<<<<

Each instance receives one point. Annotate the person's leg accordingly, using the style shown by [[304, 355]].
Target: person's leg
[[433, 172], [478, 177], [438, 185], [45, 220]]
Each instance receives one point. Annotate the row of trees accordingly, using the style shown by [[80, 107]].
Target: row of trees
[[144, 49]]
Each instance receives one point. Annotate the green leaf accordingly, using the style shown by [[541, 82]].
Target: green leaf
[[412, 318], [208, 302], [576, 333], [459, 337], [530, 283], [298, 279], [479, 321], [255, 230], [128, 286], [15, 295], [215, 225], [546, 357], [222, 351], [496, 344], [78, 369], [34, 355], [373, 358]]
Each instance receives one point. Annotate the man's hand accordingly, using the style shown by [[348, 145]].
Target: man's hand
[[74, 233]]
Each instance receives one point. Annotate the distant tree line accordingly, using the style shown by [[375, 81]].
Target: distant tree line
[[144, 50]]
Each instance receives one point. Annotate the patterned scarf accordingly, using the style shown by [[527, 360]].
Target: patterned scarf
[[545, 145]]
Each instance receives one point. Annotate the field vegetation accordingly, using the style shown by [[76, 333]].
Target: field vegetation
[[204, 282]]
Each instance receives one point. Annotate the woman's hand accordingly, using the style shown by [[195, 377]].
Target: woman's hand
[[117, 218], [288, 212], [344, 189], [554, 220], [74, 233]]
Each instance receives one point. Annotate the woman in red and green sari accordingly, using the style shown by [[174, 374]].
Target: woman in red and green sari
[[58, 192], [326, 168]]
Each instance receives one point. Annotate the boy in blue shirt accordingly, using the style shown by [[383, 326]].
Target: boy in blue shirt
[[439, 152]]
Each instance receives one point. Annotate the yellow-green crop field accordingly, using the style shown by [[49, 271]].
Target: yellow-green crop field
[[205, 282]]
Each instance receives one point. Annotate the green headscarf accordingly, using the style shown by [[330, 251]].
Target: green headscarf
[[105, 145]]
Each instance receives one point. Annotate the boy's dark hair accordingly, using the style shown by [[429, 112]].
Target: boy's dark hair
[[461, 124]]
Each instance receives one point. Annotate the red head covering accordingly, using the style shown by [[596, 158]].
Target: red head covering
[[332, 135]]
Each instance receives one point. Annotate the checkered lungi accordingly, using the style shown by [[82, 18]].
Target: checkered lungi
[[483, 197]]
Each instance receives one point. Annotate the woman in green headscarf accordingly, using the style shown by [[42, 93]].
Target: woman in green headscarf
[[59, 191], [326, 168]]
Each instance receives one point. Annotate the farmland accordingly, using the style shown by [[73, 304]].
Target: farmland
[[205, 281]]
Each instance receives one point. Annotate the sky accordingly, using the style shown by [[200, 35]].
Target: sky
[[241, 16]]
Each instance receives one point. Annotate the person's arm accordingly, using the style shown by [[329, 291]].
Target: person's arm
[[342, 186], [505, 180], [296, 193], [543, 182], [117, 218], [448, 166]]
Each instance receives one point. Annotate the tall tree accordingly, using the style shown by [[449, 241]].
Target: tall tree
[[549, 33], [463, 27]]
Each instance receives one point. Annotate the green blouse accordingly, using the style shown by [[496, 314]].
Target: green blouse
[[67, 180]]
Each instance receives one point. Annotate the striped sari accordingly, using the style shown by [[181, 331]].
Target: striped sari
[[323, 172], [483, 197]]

>>>>
<<<<

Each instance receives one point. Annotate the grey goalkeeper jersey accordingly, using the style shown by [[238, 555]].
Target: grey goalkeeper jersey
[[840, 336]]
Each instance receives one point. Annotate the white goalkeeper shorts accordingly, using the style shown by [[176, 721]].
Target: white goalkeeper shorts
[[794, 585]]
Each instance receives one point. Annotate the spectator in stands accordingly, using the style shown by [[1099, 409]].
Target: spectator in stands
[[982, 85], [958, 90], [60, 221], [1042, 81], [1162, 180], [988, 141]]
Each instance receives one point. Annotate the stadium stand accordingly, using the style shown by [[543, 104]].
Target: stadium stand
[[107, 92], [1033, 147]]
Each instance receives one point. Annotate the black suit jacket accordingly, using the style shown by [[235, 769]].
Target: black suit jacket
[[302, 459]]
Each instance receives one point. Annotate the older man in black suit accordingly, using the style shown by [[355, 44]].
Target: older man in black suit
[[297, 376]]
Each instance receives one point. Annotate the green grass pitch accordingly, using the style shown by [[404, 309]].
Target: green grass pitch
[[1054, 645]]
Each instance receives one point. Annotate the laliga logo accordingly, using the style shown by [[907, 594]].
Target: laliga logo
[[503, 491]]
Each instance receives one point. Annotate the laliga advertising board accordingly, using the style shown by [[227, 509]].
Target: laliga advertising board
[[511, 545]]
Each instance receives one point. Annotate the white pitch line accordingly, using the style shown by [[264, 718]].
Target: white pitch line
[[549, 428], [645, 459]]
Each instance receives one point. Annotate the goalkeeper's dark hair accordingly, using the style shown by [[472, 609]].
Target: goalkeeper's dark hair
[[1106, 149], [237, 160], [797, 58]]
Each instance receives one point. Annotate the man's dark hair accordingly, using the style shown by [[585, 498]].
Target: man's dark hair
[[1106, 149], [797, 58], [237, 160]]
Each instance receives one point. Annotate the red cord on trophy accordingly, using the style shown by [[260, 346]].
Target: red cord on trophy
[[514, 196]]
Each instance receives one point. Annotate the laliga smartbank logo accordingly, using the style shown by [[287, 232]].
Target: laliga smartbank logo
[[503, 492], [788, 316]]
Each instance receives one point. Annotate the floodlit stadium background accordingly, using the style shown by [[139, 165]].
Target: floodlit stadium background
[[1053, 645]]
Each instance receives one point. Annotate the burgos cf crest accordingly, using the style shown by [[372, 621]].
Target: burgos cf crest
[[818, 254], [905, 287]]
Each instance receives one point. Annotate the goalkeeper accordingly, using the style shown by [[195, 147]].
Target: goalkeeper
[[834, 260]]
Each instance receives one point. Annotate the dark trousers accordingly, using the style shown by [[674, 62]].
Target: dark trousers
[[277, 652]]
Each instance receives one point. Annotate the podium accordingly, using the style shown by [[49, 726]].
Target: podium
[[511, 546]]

>>>>

What is required ▸
Reproduce the lines of the entries above from the one with "Target: woman in green headscarf" to the one with "Each instance receives one point. Annotate the person's arm", both included, exactly and without any other line.

Exercise result ▸
Target: woman in green headscarf
[[59, 191], [326, 168]]
Each instance receives one point. Annotate the farmland accordingly, using the style shown by [[73, 304]].
Target: farmland
[[205, 281]]
Each instance receives one point. Annotate the sky accordingly, using the style shown by [[200, 35]].
Target: sky
[[241, 16]]
Each instance receives one point. Annotate the person's arm accordingly, using the style shown by [[329, 291]].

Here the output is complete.